── Material to process ──

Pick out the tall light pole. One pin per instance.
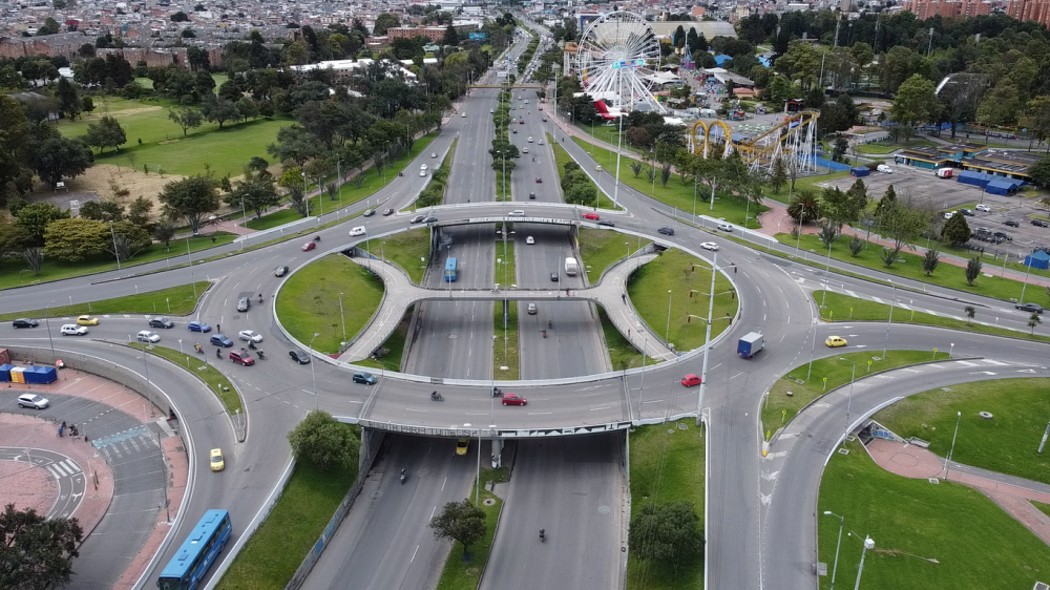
(947, 460)
(313, 375)
(835, 568)
(868, 544)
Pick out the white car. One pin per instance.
(147, 336)
(250, 336)
(74, 330)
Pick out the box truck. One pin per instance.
(750, 344)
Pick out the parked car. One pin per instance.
(513, 399)
(242, 358)
(215, 460)
(196, 325)
(366, 378)
(250, 336)
(33, 400)
(147, 336)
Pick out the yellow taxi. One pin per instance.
(216, 461)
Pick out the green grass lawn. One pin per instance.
(667, 465)
(562, 157)
(202, 366)
(601, 249)
(16, 273)
(460, 573)
(909, 266)
(271, 556)
(176, 300)
(509, 341)
(793, 392)
(925, 535)
(153, 139)
(844, 308)
(676, 193)
(648, 289)
(309, 302)
(1007, 443)
(407, 250)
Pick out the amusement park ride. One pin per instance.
(616, 62)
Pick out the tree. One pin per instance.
(929, 260)
(668, 533)
(58, 156)
(323, 441)
(956, 230)
(972, 270)
(192, 197)
(186, 118)
(460, 521)
(37, 551)
(107, 132)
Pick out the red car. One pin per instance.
(513, 399)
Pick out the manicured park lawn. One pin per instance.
(805, 383)
(296, 522)
(945, 535)
(310, 301)
(668, 280)
(667, 465)
(1006, 443)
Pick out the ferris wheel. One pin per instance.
(616, 60)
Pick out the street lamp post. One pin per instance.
(868, 544)
(835, 568)
(947, 460)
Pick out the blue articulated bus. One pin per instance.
(196, 554)
(452, 272)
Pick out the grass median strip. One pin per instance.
(803, 384)
(176, 301)
(845, 308)
(926, 535)
(201, 365)
(667, 465)
(275, 551)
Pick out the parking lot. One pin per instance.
(947, 194)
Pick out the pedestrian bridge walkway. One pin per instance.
(610, 293)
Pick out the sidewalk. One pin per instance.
(1012, 496)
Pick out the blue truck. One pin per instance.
(750, 344)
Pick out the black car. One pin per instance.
(366, 378)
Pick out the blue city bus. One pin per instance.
(193, 560)
(452, 273)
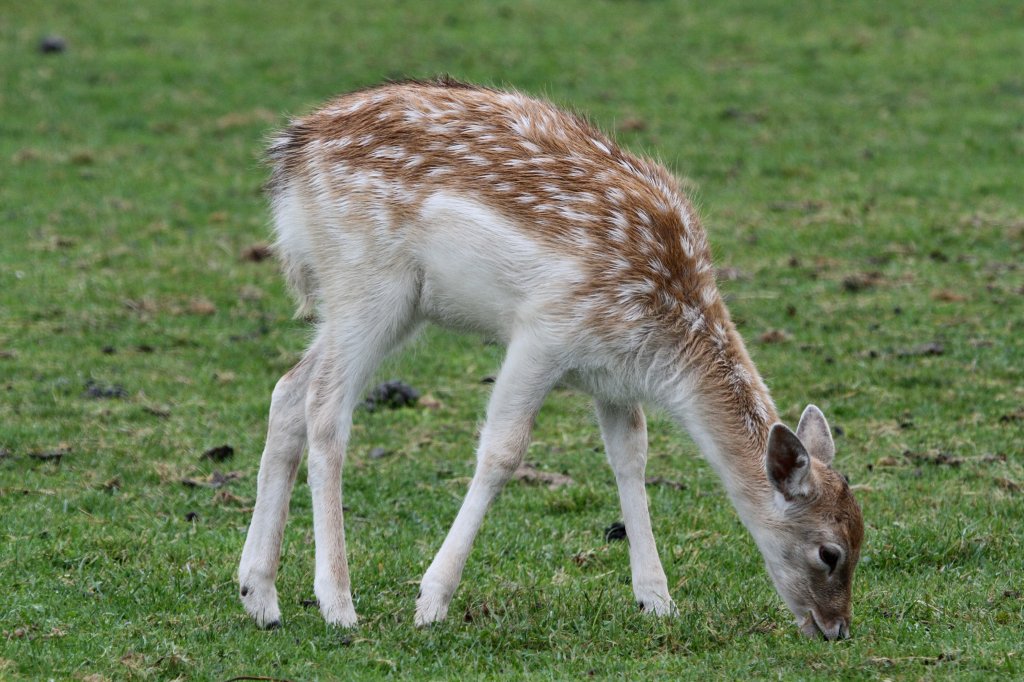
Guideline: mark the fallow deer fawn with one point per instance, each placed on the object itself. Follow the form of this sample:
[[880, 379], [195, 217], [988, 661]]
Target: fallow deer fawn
[[494, 212]]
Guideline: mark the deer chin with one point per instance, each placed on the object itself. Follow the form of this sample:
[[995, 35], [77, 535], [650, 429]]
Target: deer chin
[[813, 626]]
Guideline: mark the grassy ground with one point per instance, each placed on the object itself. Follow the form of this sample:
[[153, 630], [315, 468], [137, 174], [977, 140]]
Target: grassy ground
[[859, 171]]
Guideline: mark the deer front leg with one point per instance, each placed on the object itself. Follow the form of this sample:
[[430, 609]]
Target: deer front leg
[[625, 433], [525, 378]]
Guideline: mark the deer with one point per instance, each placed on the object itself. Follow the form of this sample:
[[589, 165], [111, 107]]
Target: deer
[[488, 211]]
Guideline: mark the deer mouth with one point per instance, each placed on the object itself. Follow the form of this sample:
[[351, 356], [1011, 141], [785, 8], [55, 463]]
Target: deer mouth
[[813, 626]]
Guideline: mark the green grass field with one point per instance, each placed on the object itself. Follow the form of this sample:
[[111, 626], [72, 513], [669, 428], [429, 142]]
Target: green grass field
[[860, 172]]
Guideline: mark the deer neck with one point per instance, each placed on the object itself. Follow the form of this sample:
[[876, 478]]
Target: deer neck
[[729, 413]]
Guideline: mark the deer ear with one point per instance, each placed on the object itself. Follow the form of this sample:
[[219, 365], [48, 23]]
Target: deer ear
[[787, 463], [813, 431]]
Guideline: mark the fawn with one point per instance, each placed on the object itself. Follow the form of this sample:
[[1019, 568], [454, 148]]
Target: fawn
[[494, 212]]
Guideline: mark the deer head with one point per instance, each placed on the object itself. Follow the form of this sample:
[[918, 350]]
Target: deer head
[[813, 536]]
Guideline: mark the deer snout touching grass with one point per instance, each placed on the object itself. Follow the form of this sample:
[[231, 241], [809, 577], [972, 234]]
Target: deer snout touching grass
[[493, 212]]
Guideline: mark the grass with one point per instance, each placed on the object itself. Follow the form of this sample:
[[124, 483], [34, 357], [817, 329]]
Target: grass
[[858, 167]]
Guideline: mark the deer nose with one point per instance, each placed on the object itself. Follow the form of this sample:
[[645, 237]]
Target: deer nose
[[838, 629]]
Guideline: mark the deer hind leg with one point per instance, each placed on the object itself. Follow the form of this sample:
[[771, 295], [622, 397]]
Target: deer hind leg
[[526, 376], [285, 440], [625, 433], [353, 348]]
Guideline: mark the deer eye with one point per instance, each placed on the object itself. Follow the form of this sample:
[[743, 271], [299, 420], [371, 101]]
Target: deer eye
[[829, 555]]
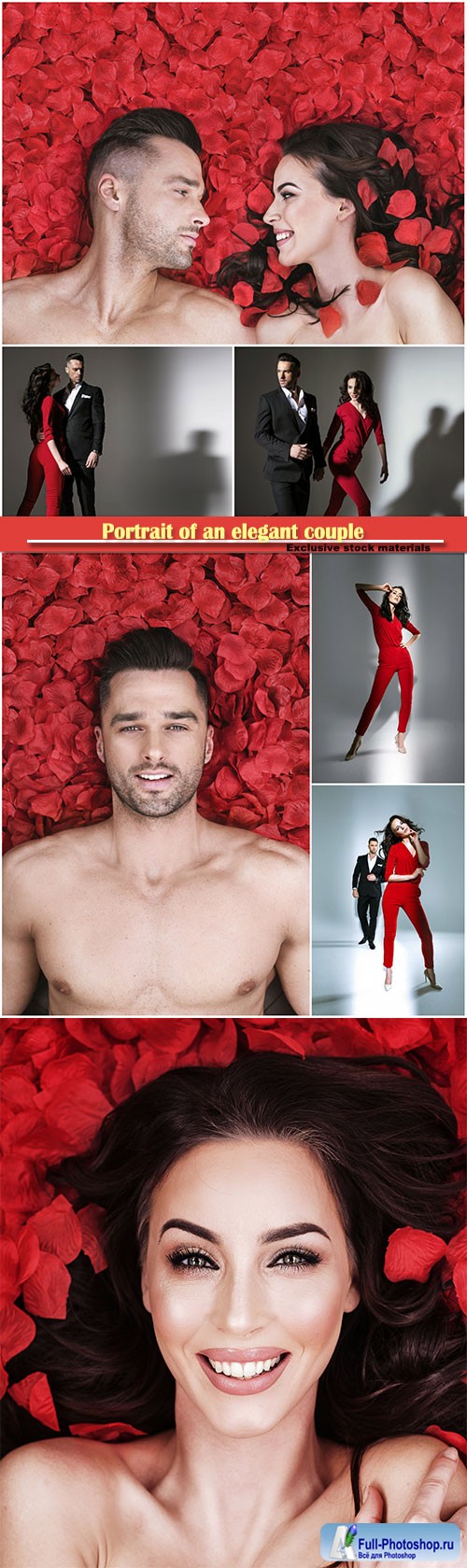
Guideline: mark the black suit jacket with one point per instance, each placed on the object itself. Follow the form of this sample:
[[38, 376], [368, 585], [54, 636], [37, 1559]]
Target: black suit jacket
[[85, 422], [277, 429], [361, 877]]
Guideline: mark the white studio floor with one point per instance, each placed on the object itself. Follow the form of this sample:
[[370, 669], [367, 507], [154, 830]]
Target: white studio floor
[[348, 981], [434, 753]]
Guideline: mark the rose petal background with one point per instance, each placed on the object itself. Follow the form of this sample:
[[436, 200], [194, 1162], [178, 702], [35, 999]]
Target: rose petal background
[[247, 618], [247, 74]]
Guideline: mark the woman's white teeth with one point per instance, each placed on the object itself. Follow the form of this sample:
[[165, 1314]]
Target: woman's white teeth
[[243, 1367]]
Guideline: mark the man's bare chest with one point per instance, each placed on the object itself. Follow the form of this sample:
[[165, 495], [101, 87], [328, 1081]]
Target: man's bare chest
[[204, 944]]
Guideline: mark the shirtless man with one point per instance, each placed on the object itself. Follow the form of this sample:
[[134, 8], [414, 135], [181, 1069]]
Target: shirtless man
[[145, 185], [155, 911]]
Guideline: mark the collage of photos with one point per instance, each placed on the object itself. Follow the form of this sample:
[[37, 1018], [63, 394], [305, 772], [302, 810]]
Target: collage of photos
[[234, 1045]]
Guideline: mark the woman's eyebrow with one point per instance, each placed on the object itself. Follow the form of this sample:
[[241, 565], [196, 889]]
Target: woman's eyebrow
[[293, 1230], [268, 1236], [194, 1230]]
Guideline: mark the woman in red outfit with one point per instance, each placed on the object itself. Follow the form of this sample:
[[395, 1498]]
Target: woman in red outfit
[[48, 461], [355, 419], [389, 621], [406, 859]]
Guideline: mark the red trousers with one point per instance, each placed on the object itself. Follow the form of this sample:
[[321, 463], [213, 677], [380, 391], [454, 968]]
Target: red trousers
[[43, 468], [399, 664], [404, 896], [347, 483]]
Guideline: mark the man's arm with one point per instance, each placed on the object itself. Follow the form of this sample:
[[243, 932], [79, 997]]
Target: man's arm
[[21, 968], [265, 433], [97, 419], [316, 443], [293, 962]]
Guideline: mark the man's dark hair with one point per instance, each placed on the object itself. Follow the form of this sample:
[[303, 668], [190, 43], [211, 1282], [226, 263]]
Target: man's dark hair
[[150, 648], [131, 132], [290, 358]]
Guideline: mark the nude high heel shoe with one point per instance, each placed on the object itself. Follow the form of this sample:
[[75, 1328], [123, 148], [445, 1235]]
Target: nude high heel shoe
[[353, 748], [432, 979]]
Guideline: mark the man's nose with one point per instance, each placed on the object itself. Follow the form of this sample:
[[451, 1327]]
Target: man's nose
[[201, 219]]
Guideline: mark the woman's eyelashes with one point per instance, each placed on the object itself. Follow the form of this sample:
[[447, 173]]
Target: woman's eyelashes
[[191, 1260]]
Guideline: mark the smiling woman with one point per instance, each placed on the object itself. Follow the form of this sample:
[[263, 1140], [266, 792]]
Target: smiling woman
[[362, 258], [245, 1319]]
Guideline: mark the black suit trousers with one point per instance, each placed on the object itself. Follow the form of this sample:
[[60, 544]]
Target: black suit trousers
[[291, 499], [85, 482], [367, 911]]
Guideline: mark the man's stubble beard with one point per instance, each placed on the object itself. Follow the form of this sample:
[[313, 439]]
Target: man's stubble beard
[[154, 245], [157, 803]]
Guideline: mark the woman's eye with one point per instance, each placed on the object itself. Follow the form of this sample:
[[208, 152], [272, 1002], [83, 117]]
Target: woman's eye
[[190, 1260], [295, 1258]]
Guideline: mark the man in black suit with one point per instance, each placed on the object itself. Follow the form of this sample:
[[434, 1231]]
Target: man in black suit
[[287, 427], [85, 427], [369, 874]]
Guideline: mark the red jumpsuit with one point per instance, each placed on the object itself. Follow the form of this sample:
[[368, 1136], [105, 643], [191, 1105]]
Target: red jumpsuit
[[347, 455], [43, 464], [392, 660], [404, 896]]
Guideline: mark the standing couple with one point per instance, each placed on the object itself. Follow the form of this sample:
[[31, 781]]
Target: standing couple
[[67, 433]]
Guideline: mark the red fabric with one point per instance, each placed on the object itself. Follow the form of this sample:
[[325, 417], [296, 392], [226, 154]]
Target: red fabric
[[347, 485], [247, 618], [389, 634], [43, 466], [50, 1067], [408, 897], [247, 74], [355, 431], [399, 664]]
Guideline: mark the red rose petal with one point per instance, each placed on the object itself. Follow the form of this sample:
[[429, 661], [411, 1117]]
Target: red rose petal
[[367, 193], [34, 1394], [402, 205], [48, 1289], [367, 292], [411, 1253], [331, 320]]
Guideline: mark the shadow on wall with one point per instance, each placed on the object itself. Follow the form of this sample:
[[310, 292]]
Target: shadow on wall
[[436, 469], [193, 482]]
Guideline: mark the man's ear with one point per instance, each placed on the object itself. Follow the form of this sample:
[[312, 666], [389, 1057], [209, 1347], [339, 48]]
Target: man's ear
[[208, 743], [99, 742], [110, 191]]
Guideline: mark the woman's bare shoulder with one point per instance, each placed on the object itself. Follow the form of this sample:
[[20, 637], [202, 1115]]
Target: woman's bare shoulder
[[422, 309], [399, 1466]]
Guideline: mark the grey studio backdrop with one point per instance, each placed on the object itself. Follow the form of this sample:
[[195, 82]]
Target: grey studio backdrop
[[420, 395], [344, 820], [168, 438], [345, 659]]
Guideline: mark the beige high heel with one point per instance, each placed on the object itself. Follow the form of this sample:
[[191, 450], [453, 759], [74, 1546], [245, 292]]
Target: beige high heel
[[432, 982], [353, 748]]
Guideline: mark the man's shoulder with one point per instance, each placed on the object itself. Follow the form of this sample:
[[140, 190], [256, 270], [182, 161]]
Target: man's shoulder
[[212, 311], [35, 855], [22, 298]]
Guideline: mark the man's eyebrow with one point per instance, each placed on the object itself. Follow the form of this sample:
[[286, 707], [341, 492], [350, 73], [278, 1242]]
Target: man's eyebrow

───

### Task statement
Duplicate the records starting at the line containing "Guideline: mark the grey" and ending at the line containing "[[420, 395], [344, 820], [168, 438], [345, 659]]", both included.

### Result below
Guideline: mark the grey studio backdrop with one point per instance, each placed on the object itself. Follow the form of this sample:
[[195, 82]]
Target: grey studio backdrop
[[420, 395], [344, 820], [168, 438], [345, 659]]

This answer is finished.